Interview zu Vorwahlen in Ohio und Texas: "Obama ist einfach Frischluft"

Gewinnt Clinton einen der beiden Staaten, wird sie weiter gegen Barack Obama kämpfen. Doch dieser beeindruckt umso mehr, je näher man seine Kampagne verfolgt, so Gary Smith, Direktor der American Academy.

Sollte Senator Obama in beiden Staaten gewinnen, wird sich Clinton kaum gegen den Druck aufzugeben stemmen können. Bild: dpa

taz: Herr Smith, werden wir nach den Vorwahlen in Texas und Ohio wissen, wer für die Demokraten im November antritt?

GARY SMITH, 53, Texaner, ist seit 1998 Direktor der American Academy in Berlin. Zuvor lehrte er Kulturgeschichte und Philosophie in Berlin, Boston und Chicago

1. Bringen die Vorwahlen heute in Ohio und Texas die Entscheidung bei den Demokraten?
....
- _Aufgabe_:
Schreiben Sie aus dem Interview den Abschnitt ab, der mit „Gewinnt Clinton einen“ beginnt und bis einschließlich „bei den Demokraten?“ reicht.

- _Gegebenes Material_:
....
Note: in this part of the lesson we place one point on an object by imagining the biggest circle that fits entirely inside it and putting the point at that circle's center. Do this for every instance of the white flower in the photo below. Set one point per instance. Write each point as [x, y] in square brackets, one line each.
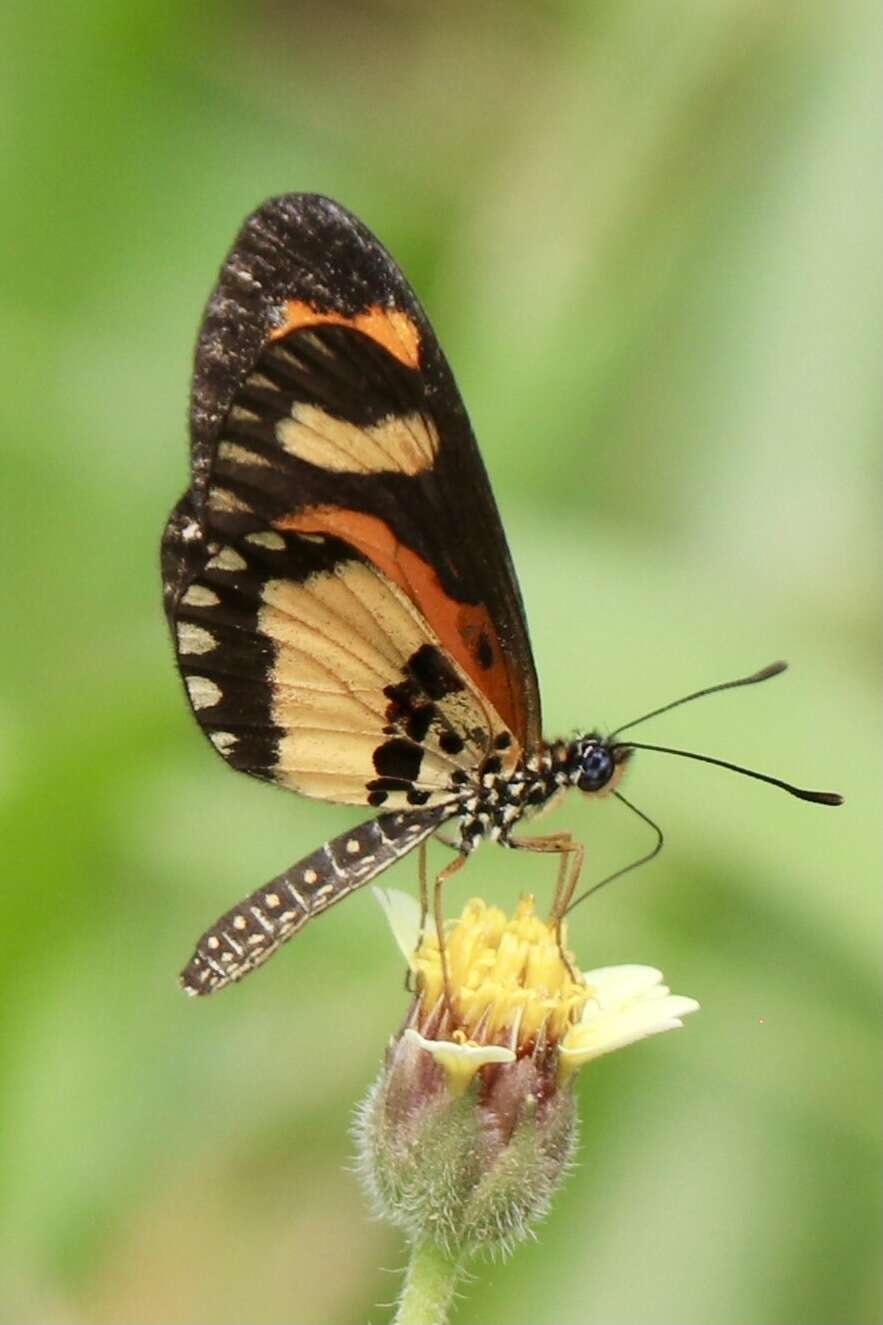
[460, 1059]
[627, 1003]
....
- _Lösung_:
Gewinnt Clinton einen der beiden Staaten, wird sie weiter gegen Barack Obama kämpfen. Doch dieser beeindruckt umso mehr, je näher man seine Kampagne verfolgt, so Gary Smith, Direktor der American Academy.

Sollte Senator Obama in beiden Staaten gewinnen, wird sich Clinton kaum gegen den Druck aufzugeben stemmen können. Bild: dpa

taz: Herr Smith, werden wir nach den Vorwahlen in Texas und Ohio wissen, wer für die Demokraten im November antritt?

GARY SMITH, 53, Texaner, ist seit 1998 Direktor der American Academy in Berlin. Zuvor lehrte er Kulturgeschichte und Philosophie in Berlin, Boston und Chicago

1. Bringen die Vorwahlen heute in Ohio und Texas die Entscheidung bei den Demokraten?